> **Task statement**: Reproduce all of the data below line for line, changing nothing.
** start of Data for this exercise **
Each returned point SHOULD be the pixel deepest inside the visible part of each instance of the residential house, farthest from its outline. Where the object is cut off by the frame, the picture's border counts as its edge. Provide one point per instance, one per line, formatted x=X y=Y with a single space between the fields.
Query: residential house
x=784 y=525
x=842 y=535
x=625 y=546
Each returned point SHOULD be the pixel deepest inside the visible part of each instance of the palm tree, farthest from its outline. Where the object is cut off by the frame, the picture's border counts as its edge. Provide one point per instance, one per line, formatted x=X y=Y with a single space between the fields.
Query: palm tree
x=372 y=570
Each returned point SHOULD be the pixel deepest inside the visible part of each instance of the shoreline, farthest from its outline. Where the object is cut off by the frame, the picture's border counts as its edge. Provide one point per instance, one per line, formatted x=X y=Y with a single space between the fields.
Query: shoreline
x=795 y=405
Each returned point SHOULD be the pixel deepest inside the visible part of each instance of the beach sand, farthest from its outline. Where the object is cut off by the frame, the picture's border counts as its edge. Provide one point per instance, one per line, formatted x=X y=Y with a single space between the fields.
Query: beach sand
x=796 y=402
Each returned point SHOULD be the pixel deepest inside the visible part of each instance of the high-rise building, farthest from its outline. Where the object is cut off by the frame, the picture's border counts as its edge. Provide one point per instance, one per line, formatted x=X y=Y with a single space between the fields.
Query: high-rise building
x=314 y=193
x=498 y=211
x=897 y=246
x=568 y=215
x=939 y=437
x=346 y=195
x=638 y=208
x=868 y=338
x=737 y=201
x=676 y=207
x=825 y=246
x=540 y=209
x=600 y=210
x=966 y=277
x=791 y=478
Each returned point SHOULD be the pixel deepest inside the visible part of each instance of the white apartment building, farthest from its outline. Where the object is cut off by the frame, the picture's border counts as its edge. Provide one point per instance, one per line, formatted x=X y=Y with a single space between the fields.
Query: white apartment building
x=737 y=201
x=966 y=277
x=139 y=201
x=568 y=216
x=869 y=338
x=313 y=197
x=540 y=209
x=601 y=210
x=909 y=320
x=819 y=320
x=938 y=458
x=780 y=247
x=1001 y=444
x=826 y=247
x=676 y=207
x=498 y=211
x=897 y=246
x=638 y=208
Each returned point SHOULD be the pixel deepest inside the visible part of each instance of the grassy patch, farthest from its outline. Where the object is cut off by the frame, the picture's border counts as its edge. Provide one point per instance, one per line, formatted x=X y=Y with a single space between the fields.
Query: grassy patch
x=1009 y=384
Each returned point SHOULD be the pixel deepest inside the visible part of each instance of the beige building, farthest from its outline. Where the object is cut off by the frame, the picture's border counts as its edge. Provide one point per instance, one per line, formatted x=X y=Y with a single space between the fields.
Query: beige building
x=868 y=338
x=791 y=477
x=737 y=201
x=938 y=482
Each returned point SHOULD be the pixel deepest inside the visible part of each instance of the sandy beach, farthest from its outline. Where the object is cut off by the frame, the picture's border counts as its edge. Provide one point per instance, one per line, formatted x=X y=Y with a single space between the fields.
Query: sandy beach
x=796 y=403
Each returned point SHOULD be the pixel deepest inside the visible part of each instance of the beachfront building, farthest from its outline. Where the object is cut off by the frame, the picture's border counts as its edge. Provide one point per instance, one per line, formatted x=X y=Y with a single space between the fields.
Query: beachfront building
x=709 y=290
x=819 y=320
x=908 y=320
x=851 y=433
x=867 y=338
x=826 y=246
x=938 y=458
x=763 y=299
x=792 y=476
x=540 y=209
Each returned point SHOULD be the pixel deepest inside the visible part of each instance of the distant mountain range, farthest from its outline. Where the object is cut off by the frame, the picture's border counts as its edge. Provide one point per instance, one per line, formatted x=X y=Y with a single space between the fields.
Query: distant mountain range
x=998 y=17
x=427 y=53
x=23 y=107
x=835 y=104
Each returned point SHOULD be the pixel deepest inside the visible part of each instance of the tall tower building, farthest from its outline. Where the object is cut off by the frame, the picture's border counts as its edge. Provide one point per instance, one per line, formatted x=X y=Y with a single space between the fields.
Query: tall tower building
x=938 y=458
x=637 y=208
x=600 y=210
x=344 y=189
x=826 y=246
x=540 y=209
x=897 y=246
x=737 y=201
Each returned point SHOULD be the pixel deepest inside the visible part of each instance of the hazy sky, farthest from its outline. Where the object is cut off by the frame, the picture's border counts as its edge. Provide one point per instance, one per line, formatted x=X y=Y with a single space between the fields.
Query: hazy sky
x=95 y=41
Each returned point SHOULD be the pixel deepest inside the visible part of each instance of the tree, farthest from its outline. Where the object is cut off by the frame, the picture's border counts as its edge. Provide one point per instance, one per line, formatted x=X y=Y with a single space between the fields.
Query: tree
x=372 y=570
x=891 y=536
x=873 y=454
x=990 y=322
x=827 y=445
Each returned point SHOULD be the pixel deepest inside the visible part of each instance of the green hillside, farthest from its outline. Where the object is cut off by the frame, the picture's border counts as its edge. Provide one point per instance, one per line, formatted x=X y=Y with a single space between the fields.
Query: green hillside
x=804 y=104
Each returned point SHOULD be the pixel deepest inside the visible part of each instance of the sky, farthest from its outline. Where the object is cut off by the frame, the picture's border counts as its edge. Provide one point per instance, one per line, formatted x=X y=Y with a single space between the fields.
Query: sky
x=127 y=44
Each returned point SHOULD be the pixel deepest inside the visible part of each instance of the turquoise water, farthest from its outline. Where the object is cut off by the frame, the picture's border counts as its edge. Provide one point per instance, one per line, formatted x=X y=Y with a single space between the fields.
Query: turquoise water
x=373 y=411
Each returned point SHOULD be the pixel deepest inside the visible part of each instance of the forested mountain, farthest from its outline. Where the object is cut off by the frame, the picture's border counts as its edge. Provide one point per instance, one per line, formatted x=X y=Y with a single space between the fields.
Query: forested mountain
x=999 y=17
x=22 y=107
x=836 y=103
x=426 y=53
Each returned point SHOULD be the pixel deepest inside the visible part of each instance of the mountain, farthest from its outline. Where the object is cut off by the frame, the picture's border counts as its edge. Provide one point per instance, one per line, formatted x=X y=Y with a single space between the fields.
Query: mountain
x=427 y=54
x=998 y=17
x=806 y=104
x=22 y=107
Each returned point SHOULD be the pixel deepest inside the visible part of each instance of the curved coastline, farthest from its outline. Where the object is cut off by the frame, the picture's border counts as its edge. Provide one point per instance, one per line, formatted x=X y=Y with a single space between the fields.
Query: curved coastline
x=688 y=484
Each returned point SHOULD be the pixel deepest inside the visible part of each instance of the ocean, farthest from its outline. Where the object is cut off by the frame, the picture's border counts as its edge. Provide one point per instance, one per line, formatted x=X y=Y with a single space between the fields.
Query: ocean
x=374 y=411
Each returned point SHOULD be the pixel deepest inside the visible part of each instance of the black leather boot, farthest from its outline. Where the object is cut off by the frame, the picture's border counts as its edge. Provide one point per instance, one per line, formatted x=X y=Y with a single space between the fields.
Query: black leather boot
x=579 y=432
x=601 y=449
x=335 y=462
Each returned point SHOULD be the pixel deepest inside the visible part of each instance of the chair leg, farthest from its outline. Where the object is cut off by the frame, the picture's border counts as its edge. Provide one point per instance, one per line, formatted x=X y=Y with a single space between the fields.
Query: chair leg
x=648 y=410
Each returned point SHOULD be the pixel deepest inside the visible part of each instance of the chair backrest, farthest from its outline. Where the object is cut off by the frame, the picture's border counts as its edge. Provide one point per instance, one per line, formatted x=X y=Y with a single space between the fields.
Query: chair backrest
** end of Data for this exercise **
> **Task result**:
Each returned point SHOULD be the pixel deepest inside the visible part of each instance of the residential house, farthest from its outline. Where the object is cut off by the frame, the picture's border counts as its edge. Provide one point per instance, one per line, formatted x=X y=Y with a single space between the fields.
Query: residential house
x=784 y=525
x=842 y=535
x=625 y=546
Each returned point SHOULD be the pixel deepest inside the visible part of each instance of the palm tree, farthest from its outline. Where the object is cut off by the frame, the picture's border counts as its edge. Provide one point per instance, one per line, formatted x=X y=Y with a single space between the fields.
Query: palm tree
x=372 y=570
Each returned point SHOULD be the pixel deepest inside the visible part of each instance of the shoreline, farthest from its outline. Where the object is cut off by the frame, the picture's border counts as its edge. Provide one point per instance, one per line, formatted x=X y=Y with a single space between the fields.
Query: shoreline
x=795 y=405
Each returned point SHOULD be the pixel deepest inside the visible part of each instance of the beach sand, farthest from its outline. Where the object is cut off by the frame, the picture's border counts as its edge. Provide one point per instance, one per line, formatted x=X y=Y with a single space between the fields.
Query: beach sand
x=796 y=402
Each returned point SHOULD be the pixel deepest inside the visible part of each instance of the high-rise building, farthest from its outline. Where the object is cut off by the frame, the picture's border counts as its edge. Provide one point per instance, one per line, formatted x=X y=Y with a single space between the fields.
Query: high-rise building
x=314 y=193
x=498 y=211
x=897 y=246
x=568 y=215
x=939 y=437
x=346 y=195
x=638 y=208
x=868 y=338
x=737 y=201
x=676 y=207
x=825 y=246
x=540 y=209
x=600 y=210
x=966 y=277
x=791 y=478
Each returned point SHOULD be the pixel deepest inside the visible part of each instance of the white apartment building, farthest from its outline. Where the object is cut off by the frame, the picture's border counts as its edge. Provide one point per instance, one per line, formatted x=X y=Y with a single space between the fields.
Query: white apartment building
x=737 y=201
x=966 y=277
x=139 y=201
x=568 y=216
x=869 y=338
x=313 y=197
x=540 y=209
x=601 y=210
x=909 y=320
x=819 y=320
x=938 y=458
x=780 y=247
x=1001 y=444
x=826 y=247
x=676 y=207
x=498 y=211
x=897 y=246
x=638 y=208
Each returned point SHOULD be the pixel deepest inside the visible part of each instance of the grassy patch, farthest from its outline. Where the object is cut off by the frame, the picture's border counts as its edge. Provide one point per instance, one per line, formatted x=X y=Y with a single space between the fields.
Query: grassy patch
x=1009 y=384
Each returned point SHOULD be the pixel deepest inside the visible part of each instance of the beige building, farthest from its outline. Where the object is cut off by the frame, the picture's border counts as its edge. Provide one point per instance, one per line, formatted x=X y=Y with a single space between the fields.
Query: beige building
x=868 y=338
x=791 y=477
x=737 y=201
x=938 y=482
Each returned point SHOULD be the pixel deepest inside the visible part of each instance of the sandy beach, farthest from its outline. Where the object is cut off by the frame, the picture's border counts as its edge. Provide one point per instance, one per line, formatted x=X y=Y with a single space between the fields.
Query: sandy beach
x=796 y=403
Each returned point SHOULD be the pixel deepest inside the visible part of each instance of the beachfront building, farthest from its outline. Where the object is cut off by the frame, the picture's border counts as its edge. Provide one point per instance, one per line, formatted x=X y=Y with a single space between the fields.
Query: beachfront building
x=709 y=290
x=819 y=320
x=908 y=320
x=851 y=433
x=867 y=338
x=826 y=246
x=938 y=458
x=763 y=299
x=792 y=476
x=540 y=209
Each returned point SHOULD be the pixel deepest inside the visible part of each instance of the distant mountain range, farthest from its outline. Where the object is cut off by the frame, the picture's border counts as its edge. Provide one point per instance, one per line, formatted x=X y=Y with a single space between the fields.
Query: distant mountain range
x=998 y=17
x=427 y=53
x=23 y=107
x=835 y=104
Each returned point SHOULD be the pixel deepest inside the visible part of each instance of the tall tower building, farthest from its outline. Where the object is cut off by the frame, the picture's border counts as its edge. Provide one point per instance, one per line, formatted x=X y=Y with a single space between the fields.
Query: tall tower building
x=938 y=458
x=637 y=208
x=600 y=210
x=344 y=189
x=826 y=246
x=540 y=209
x=897 y=246
x=737 y=201
Each returned point SHOULD be the pixel deepest inside the visible part of each instance of the hazy sky, farthest from its outline. Where the object is cut off by the frame, the picture's border counts as its edge. Provide one point per instance, one per line, formatted x=X y=Y with a single space between the fields.
Query: hazy sky
x=95 y=41
Each returned point SHOULD be the pixel deepest inside the visible part of each instance of the tree, farthest from its outline. Where the object is cut off by the frame, the picture's border counts as its edge. Provide one point per instance, one per line, formatted x=X y=Y with a single space between the fields.
Query: tree
x=372 y=570
x=891 y=536
x=873 y=454
x=990 y=322
x=827 y=445
Each returned point SHOULD be the pixel deepest inside the visible part of each instance of the green hillside, farthest from its outline. Where the object is cut off by the frame, the picture's border counts as its edge. Provide one point per instance, one per line, formatted x=X y=Y with a single space between the fields.
Query: green hillside
x=804 y=104
Each returned point SHOULD be the pixel deepest inside the visible part of each instance of the sky, farthest from its outline. Where the object is cut off by the frame, the picture's border counts as its edge. Provide one point per instance, one per line, formatted x=X y=Y with a single space between the fields.
Query: sky
x=127 y=44
Each returned point SHOULD be the pixel deepest inside the visible part of each instance of the turquoise water, farthest from its outline. Where the object is cut off by the frame, the picture's border counts as its edge. Provide one point per instance, one per line, formatted x=X y=Y with a single space between the fields.
Query: turquoise water
x=373 y=411
Each returned point SHOULD be the pixel deepest inside the visible part of each instance of the forested mountain, farthest from its outline. Where the object is cut off by the frame, the picture's border counts as its edge. Provide one point per instance, one per line, formatted x=X y=Y with a single space between the fields.
Query: forested mountain
x=999 y=17
x=22 y=107
x=836 y=103
x=426 y=53
Each returned point SHOULD be the pixel deepest inside the visible part of each instance of the mountain, farthest from its outline. Where the object is cut off by the frame, the picture's border counts as its edge. Provide one point per instance, one per line, formatted x=X y=Y with a single space between the fields.
Query: mountain
x=427 y=54
x=998 y=17
x=806 y=104
x=22 y=107
Each returned point SHOULD be the pixel deepest inside the visible part of each instance of the curved coastline, farthest from its outline. Where the object is cut off by the frame, the picture's border counts as its edge. Provide one point per instance, one per line, formatted x=X y=Y with a single space between the fields.
Query: curved coastline
x=688 y=484
Each returned point SHOULD be the pixel deepest inside the visible part of each instance of the ocean, farthest from its outline. Where the object is cut off by the frame, the picture's border counts as its edge. Provide one point per instance, one per line, formatted x=X y=Y with a single space between the fields.
Query: ocean
x=374 y=411
Each returned point SHOULD be the pixel deepest inside the visible part of each instance of the black leather boot, farthest from its outline. Where the object is cut off by the frame, the picture's border counts as its edge. Provide one point per instance, one per line, formatted x=X y=Y with a single space between the fields.
Query: black leather boot
x=579 y=432
x=601 y=449
x=335 y=462
Each returned point SHOULD be the pixel deepest inside the visible part of each instance of the chair leg, farthest from its outline. Where the object is cut off by the frame, the picture's border counts as its edge. Provide one point per instance, one per line, formatted x=X y=Y with a single space between the fields.
Query: chair leg
x=648 y=410
Each returned point SHOULD be the pixel deepest inside the visible part of each instance of the chair backrest, farthest from its outline. Where the object is cut off by the frame, the picture's border counts as its edge. Provide one point per instance, one per line, formatted x=X y=Y with a single space between the fields.
Query: chair backrest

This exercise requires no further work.